▸ **SET EXERCISE A**
According to the post on the New Hampshire Senate vote on SB 181, why was the vote rescheduled?

UPDATED: Senate vote on abortion bill rescheduled to Feb. 22

Edited to reflect change in Senate schedule!

The New Hampshire Senate will vote Wednesday, February 22 on SB 181, a bill to declare abortion “vital to the liberty and equality of all individuals” and to put it beyond the reach of state regulation.

This is a rescheduled vote due to a forecast winter storm. The vote had originally been scheduled for February 23.

The Judiciary Committee voted 3-2 along party lines (Republicans in the majority) to recommend an “inexpedient to legislate” (ITL) vote on the bill. If the ITL recommendation is accepted by the Senate, the bill will die.

Action item: contact your state senator (see “Who’s My Senator?” from the General Court website) and request SUPPORT for the committee recommendation of “inexpedient to legislate” on SB 181.

While the sponsor of SB 181 has assured her colleagues that SB 181 would leave the Fetal Life Protection Act untouched, she failed to note that a separate bill is in the works to repeal FLPA. If SB 181 is passed and FLPA is repealed, New Hampshire will return to being a state where the elective direct intentional termination of human life is available on demand throughout pregnancy.

For coverage of the committee hearing on SB 181, see this blog’s January 31 post.

Seven other life-issue bills are pending in the House Judiciary Committee, which held hearings last week. A committee vote has not yet been scheduled.

[Point labeling rows]
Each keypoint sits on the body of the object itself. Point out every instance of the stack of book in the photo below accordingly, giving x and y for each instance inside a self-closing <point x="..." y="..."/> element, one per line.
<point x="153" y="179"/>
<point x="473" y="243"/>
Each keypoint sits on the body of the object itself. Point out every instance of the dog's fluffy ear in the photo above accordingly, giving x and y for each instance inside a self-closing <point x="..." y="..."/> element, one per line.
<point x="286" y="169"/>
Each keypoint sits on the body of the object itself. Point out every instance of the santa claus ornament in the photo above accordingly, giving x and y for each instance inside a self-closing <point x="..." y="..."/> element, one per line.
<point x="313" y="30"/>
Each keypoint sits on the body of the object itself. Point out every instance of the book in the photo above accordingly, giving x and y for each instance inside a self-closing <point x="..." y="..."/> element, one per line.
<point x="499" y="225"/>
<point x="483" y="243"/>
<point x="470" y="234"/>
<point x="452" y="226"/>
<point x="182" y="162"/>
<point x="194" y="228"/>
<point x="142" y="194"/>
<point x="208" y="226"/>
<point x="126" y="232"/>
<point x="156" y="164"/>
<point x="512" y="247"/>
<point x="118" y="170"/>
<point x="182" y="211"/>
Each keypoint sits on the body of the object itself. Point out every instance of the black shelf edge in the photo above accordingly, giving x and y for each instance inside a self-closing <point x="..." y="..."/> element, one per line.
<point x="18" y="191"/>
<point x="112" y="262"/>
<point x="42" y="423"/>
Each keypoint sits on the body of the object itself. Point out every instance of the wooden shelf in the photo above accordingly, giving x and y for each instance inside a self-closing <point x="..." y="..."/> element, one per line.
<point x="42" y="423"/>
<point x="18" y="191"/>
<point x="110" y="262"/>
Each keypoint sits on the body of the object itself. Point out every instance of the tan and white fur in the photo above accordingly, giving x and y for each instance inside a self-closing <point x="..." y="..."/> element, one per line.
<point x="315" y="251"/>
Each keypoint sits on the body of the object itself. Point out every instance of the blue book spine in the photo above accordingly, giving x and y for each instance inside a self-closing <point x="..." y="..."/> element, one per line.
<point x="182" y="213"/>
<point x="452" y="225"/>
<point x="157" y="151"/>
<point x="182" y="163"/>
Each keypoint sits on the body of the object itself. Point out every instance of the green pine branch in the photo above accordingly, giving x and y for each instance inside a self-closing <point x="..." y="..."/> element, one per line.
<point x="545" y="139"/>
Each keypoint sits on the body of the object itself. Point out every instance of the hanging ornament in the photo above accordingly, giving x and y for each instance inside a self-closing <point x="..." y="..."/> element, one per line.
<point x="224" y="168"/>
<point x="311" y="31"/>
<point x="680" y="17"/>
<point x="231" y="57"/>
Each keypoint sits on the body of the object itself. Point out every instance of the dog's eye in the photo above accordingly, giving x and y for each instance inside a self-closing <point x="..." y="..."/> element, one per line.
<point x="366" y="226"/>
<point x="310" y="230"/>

▸ **SET EXERCISE B**
Give the rows starting at the one that contains "of the hanging" and ending at the last row as a two-column CSV with the columns instruction and points, one CSV line per row. Put each row's text and its answer in their own quoted fields, with line breaks replaced by spaces.

▸ **SOLUTION A**
The vote was rescheduled because of a forecast winter storm.

▸ **SOLUTION B**
instruction,points
"Each keypoint sits on the body of the object itself. Point out every instance of the hanging ornament in the photo above accordingly, giving x and y for each instance inside a self-closing <point x=""..."" y=""...""/> element, one per line.","<point x=""224"" y=""168""/> <point x=""311"" y=""31""/> <point x=""680"" y=""17""/> <point x=""231"" y=""57""/>"
"Each keypoint sits on the body of the object itself. Point out every instance of the dog's eye in the photo above accordingly, giving x and y for each instance inside a self-closing <point x=""..."" y=""...""/> element, one per line.","<point x=""366"" y=""226""/> <point x=""310"" y=""230""/>"